* begin *

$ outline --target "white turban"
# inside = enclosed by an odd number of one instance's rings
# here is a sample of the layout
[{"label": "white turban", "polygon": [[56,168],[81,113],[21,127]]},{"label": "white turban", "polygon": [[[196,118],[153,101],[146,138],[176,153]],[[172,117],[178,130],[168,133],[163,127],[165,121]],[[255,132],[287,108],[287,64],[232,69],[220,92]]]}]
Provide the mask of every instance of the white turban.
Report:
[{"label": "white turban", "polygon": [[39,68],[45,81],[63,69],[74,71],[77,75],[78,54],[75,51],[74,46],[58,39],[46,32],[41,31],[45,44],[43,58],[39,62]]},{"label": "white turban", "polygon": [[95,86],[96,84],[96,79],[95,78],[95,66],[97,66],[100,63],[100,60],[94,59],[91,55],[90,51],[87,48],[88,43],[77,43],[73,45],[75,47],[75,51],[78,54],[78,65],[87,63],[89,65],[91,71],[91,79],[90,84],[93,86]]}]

* end *

→ Your instructions
Please reproduce all of the material above word for word, keeping every line unchanged.

→ Written answer
$ outline --target "white turban"
# inside = enclosed by an odd number of one instance's rings
# here is a sample of the layout
[{"label": "white turban", "polygon": [[56,168],[81,113],[21,127]]},{"label": "white turban", "polygon": [[[196,118],[153,101],[146,138],[176,153]],[[172,117],[178,130],[168,133],[163,127],[165,121]],[[255,132],[287,108],[287,64],[232,69],[220,92]]]}]
Provide the mask of every instance of the white turban.
Report:
[{"label": "white turban", "polygon": [[39,68],[45,81],[63,69],[74,71],[77,75],[78,54],[75,51],[74,46],[58,39],[46,32],[41,31],[45,44],[43,58],[39,62]]},{"label": "white turban", "polygon": [[95,86],[96,84],[96,79],[95,78],[95,66],[97,66],[100,63],[100,60],[94,59],[91,55],[90,51],[87,48],[88,43],[77,43],[73,45],[75,47],[75,51],[78,54],[78,65],[87,63],[89,65],[91,71],[91,79],[90,84],[93,86]]}]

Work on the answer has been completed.